● Document text:
★ ★ ★ ★ ★ ★ ★
Distributed processing

Distributed Processing mode

callas pdfaPilot Server/CLI can be used in distributed processing mode in which all jobs are distributed over the network to as many "satellites" as being present and results are send back to the originator. Therefore pdfaPilot Server/CLI may be started in different modes:

  • "Dispatcher" must to be present exactly one time in the network. This node controls which jobs are to be processed by which machines: the "satellites".
  • "Satellite" receives jobs from the clients or directly from the dispatcher (if the dispatcher is run with hotfolders), processes them and sends them back to the clients.
  • "Client" asks the dispatcher for satellites and after receiving the next satellite it sends jobs to the satellites and receives the results.
  • "Monitor" monitors the dispatcher and displays the current situation.

All of these modules can run on the same or on different machines. There needs to be exactly one dispatcher and at least one satellite. In order to submit jobs at least one client is required. Distributed processing is supported for Windows, Mac OS X, Linux, Sun Solaris and Sun Intel. It is not available on AIX.

 

Starting a Dispatcher

--dispatcher [--port=<port number>] [--noserver] 

Example:

--dispatcher [--port=1300] --noserver 

Port is the port number on which the Dispatcher can be called over the network. This port is set to 1300 as default.

  • Note: By the setting the --noserver option, the Dispatcher will not observe existing hotfolders, but only distribute jobs to Satellites sent in by Clients. This option is only available using the CLI.

Starting a Dispatcher using the ServerUI

There is also the possibility to start a server as a dispatcher on Windows and MacOS using the user interface. Also hotfolder-processing can be set up here. In this mode, the Dispatcher will also distribute jobs which are send by other Clients.

Starting a Satellite

--satellite --endpoint=<dispatcher ip number>[:<dispatcher port>] [--port=<port number>] [--connections=<number of concurrent connections] 

Example:

--satellite --endpoint=10.0.0.100:1300 --port=1301 

In order to process jobs at least one Satellite is required.
Endpoint is the IP number and the port of the Dispatcher. Default is 1300, but it can be changed at the start of the Dispatcher (see above).
Port is the port that the Satellite is using in order to communicate with the Clients. The port of the Satellite is 1301 as default and can be defined optionally to another one port at the startup.
It is highly recommended to use separate port numbers for the communication between Satellite and Dispatcher than for Satellite and Client.
★ ★ ★ ★ ★ ★ ★
● Dataset entries:
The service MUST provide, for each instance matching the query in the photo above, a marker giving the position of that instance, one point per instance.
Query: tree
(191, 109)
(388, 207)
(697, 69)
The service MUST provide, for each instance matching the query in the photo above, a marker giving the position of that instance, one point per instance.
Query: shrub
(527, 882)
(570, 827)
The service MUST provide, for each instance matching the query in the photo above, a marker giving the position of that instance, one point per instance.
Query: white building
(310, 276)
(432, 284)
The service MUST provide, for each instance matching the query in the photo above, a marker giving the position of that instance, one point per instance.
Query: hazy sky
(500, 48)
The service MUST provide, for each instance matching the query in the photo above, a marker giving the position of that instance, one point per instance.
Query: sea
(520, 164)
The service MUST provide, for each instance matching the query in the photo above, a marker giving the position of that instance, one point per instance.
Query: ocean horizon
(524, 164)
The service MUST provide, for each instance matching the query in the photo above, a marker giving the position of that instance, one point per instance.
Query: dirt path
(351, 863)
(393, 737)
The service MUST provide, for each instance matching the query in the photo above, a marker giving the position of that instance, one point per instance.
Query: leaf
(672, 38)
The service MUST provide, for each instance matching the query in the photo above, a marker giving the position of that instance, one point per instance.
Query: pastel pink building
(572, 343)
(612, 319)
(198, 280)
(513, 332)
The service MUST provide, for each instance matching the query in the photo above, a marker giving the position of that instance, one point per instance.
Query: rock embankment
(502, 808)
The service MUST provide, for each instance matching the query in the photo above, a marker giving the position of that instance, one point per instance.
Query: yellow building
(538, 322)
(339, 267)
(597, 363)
★ ★ ★ ★ ★ ★ ★
● Exercises:
a) According to the distributed processing text, on which platform is distributed processing not available?
b) Set down everything in the distributed processing text from "Port is the port number" down to "using the CLI.", word for word.
The data has no role in this work.

● Answers to the exercise:
a) AIX.

b)
Port is the port number on which the Dispatcher can be called over the network. This port is set to 1300 as default.

  • Note: By the setting the --noserver option, the Dispatcher will not observe existing hotfolders, but only distribute jobs to Satellites sent in by Clients. This option is only available using the CLI.